* Information supplied

+---+

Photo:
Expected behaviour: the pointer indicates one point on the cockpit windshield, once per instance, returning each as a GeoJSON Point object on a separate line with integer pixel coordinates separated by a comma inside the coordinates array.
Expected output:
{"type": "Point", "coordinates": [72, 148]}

+---+

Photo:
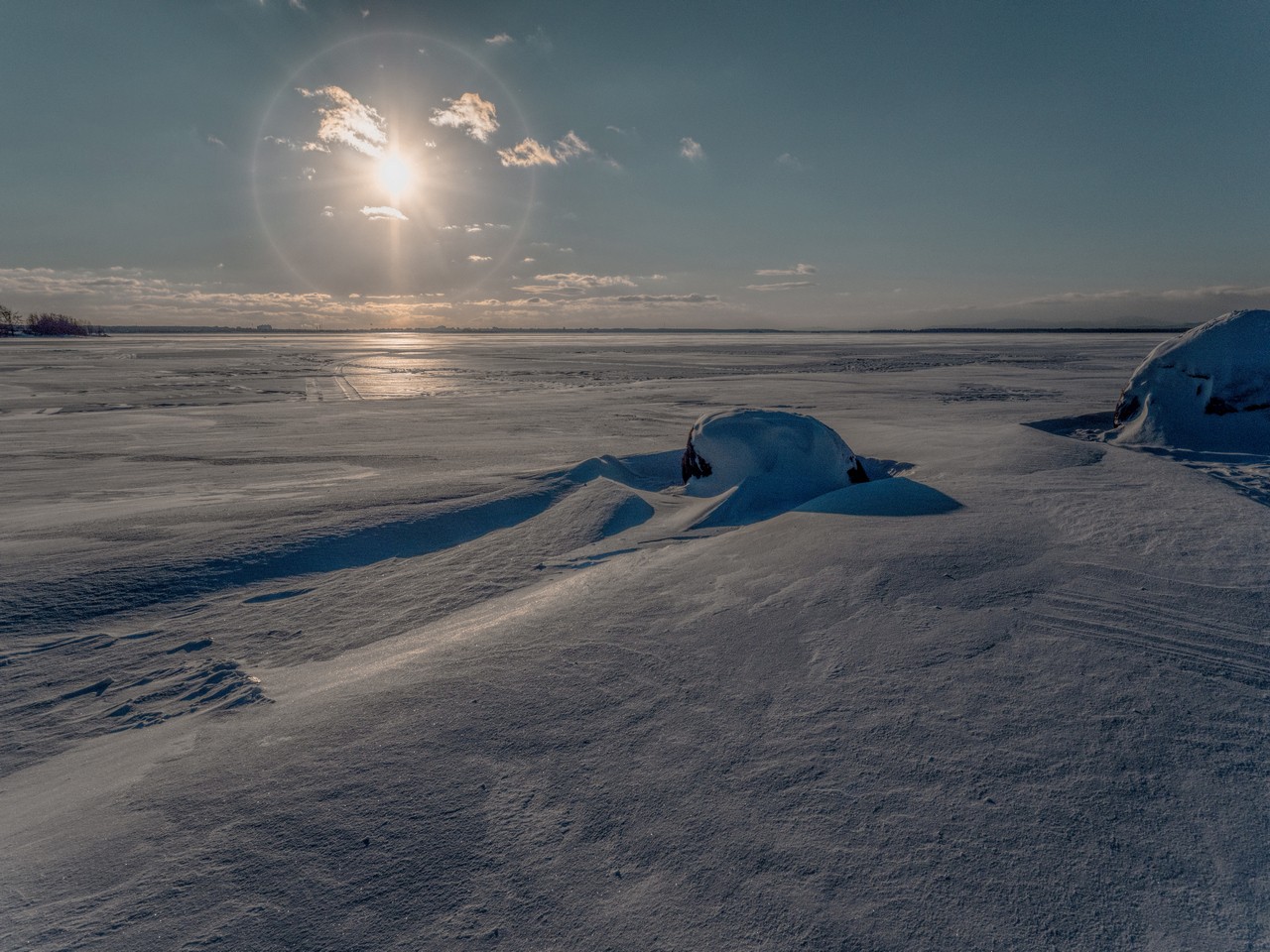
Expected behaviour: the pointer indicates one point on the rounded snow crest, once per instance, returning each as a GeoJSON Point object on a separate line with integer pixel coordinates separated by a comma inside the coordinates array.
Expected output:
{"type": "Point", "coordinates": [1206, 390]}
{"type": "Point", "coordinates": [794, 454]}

+---+

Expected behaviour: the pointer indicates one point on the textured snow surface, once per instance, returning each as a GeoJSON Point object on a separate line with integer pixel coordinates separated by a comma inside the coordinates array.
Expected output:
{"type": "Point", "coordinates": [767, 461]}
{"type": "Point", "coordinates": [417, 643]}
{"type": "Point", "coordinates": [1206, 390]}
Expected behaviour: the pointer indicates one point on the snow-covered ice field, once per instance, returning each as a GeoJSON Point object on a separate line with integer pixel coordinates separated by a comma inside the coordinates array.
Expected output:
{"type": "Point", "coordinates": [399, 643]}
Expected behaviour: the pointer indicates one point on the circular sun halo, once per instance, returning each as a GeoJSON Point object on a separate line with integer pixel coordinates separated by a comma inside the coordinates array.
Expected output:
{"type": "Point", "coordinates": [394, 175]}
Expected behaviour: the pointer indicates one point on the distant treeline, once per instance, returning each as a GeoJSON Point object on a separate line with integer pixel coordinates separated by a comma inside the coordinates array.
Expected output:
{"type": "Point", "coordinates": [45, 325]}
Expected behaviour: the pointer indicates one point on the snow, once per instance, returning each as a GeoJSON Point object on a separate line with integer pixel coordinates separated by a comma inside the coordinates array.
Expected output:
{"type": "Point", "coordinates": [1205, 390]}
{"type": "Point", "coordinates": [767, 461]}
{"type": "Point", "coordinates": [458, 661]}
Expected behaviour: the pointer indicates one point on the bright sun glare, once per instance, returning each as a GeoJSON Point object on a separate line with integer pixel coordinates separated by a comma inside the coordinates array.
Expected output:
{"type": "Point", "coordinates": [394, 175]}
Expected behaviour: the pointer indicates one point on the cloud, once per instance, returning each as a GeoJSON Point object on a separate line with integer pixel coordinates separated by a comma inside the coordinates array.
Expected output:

+---+

* Short problem
Return each line of the listing above that contains the string "snow", matching case exactly.

* Task solution
Expected behaviour: the pointer indicates one point on the rounded snow crest, once per instance, returning each as a GeoJSON Point object on a separate line with integer pixel coordinates separated by a comma inside the coordinates array.
Expected behaviour: the pointer indicates one point on the textured snow surface, once per instance, returning each as a GeoJSON Point object on a separate line with integer pixel coordinates separated by a comma inside the coordinates array.
Expected behaviour: the pointer indicates one point on the snow-covered ice field, once per instance, returning each as a GeoJSON Point object on a separate line with integer pixel coordinates separated by a comma inside the coordinates array.
Expected behaviour: the pointer indicates one point on the snow, once per instance, returning each as a GeoJSON Point object on a separate line with integer pixel coordinates separated by a comma inside the coordinates array.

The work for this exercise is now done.